● **Required task**: Write the next part of the forum thread below about building a wine fermenting and storage room, picking up where it stops.

● **Excerpt**:
# wine ferment and storage room help



## olusteebus (Apr 8, 2018)

I have asked Norcal these questions as he built such a nice wine storage room but I thought I would also post my questions.

I have a wine room that is 24 x12 with concrete floor, roll insulated ceiling with blown foam on top. The walls are roll insulated and covered with plywood.

I plan on building a room in there 6 feet by 12 along the back wall.

I plan on building a 2x4 studded wall with roll insulation. I plan on a floor with 2-inch foam sheets below plywood sheet flooring. The outside walls are roll insulated. I plan on building a lightweight door with 2-inch foam as a core and a skin of underlayment - about an 8th-inch hardwood laminate.

I will have an AC wall unit on an exterior wall, probably a 5000 or 6000 btu unit. The temps I would like to maintain are between 55 and 60 degrees.

My main question is , do I need to use vapor barriers in the floor and walls for moisture control.?

Any suggestions will be greatly appreciated


----------



## meadmaker1 (Apr 8, 2018)

Where in the world are you.
I am a heating and ac guy. The company I work for is also an insulation contractor .
The issues to be concearned with , warm moist air will seek cold dry air. (Warm seeks cold). 
Cold air tends to dry.
Wall mout ac's aren't designed for this.

Definitely seal the walls and lid with pastic glue it up and tape the seams. The floors ill come back to.

Window units can and will freeze at these temperatures but if they are over sized, and dont run long enough and cycles are spaced far enough apart, it will thaw between cycles. (Problem avoided)
The condensate created by cooling can be kept into tne air this way also. Moisture will build on the ac coil as it runs. If it stops befor it begins to drain an the fan stays running, the coil will dry the moiture back into the space.
The size you list should be fine.
The floor
The ground in most of the country 50-60 degrees
Closed cell foam around perimeter and a heavy coat of deck/floor paint (the nasty oil based stuff) or the fancier garage floor paint. And you have a sturdy easily cleanable floor.
Ive seen tile glued over floor paint, looked awsome and is holdong up well.
The slab woks well to help regulate temperature where I am. Half the year it keeps things warmed to 55 degrees.


----------



## mainshipfred (Apr 8, 2018)

[Items from a dataset]
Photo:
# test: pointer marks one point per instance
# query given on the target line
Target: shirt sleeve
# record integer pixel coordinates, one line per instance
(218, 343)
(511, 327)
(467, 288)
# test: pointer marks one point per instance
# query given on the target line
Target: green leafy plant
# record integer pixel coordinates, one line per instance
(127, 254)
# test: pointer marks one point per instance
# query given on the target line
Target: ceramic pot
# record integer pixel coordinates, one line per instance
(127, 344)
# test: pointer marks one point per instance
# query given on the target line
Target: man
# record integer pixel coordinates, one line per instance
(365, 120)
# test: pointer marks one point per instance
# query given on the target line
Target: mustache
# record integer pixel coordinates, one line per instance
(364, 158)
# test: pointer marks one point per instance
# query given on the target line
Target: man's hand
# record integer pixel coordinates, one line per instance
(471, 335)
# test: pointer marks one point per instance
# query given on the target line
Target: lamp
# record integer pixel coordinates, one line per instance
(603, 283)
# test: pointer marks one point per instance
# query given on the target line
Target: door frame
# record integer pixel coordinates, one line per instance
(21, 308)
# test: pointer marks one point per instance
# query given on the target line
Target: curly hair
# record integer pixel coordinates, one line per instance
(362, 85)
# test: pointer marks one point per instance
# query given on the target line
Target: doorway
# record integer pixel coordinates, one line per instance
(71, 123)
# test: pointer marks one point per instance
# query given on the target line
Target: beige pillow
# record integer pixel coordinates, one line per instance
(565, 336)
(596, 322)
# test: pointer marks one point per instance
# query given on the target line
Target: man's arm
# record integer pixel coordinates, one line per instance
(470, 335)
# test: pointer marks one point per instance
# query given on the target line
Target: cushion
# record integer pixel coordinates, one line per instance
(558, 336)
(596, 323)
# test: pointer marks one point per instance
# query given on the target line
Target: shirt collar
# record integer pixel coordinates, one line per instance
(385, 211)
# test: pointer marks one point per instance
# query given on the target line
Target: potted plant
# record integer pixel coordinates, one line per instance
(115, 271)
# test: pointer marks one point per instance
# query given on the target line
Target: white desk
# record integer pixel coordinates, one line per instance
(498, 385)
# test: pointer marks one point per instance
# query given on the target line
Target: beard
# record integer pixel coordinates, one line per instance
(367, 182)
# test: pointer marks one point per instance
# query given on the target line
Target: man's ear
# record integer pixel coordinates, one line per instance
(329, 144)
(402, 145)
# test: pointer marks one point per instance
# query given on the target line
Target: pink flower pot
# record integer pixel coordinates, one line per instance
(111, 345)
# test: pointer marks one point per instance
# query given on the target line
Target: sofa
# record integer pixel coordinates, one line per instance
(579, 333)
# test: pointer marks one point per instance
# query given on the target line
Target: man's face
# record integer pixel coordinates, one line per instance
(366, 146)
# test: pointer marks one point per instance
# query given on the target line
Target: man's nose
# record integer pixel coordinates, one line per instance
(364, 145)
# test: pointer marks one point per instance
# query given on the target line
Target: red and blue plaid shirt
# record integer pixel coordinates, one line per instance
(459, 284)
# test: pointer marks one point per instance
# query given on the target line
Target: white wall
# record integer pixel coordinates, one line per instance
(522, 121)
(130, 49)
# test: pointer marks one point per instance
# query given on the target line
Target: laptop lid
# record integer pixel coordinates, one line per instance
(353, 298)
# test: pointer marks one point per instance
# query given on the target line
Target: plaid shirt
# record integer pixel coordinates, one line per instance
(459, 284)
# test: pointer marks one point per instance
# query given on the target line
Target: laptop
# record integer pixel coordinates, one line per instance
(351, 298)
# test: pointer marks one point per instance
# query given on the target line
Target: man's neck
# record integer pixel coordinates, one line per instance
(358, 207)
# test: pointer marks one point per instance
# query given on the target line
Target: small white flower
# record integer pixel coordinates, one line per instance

● **Exercise response**:
I believe he's in Fla Keith. My cooler is 4' x 6' with a 7' ceiling, way too small and I use a 5000k window unit. It works fine except in the winter where the humidity gets dow to 40%, the summer is better at around 65-70%. The default setting on the unit is 60* and I'm OK with that. I do use an Inkbirk with a humidity sensor. With all that being said do you thing a 5 or 6k would be large enough. His space is 3x the size of mine and he probably has a warmer ambient. You know way more then me about these things but I would use an 8k, especially with the batt insulation being used.


----------



## meadmaker1 (Apr 8, 2018)

I did a little math. 5000 btus is almost 5 times the size needed for standard cooling. Give or take based on r values. I would think doulble would be good. A plan for expantion would be a good idea. More btus wont hurt, short run cycles with continuous fan. 
I would buy a foam core metal door prehung with magnetic weather strip.


----------



## olusteebus (Apr 9, 2018)

I live in north Florida. Humidity is very high.

Let me see if I understand this. 

I should put plastic on the walls, concrete floors and ceiling. Correct?

The plastic will be below the foam filled floor and on the outside of the wall roll insulation. Correct?

Is 5000 btu's not enough. Should I go with 10000 btu's?

Thanks for your help


----------



## Johnd (Apr 9, 2018)

olusteebus said:


> I live in north Florida. Humidity is very high.
> 
> Let me see if I understand this.
> 
> ...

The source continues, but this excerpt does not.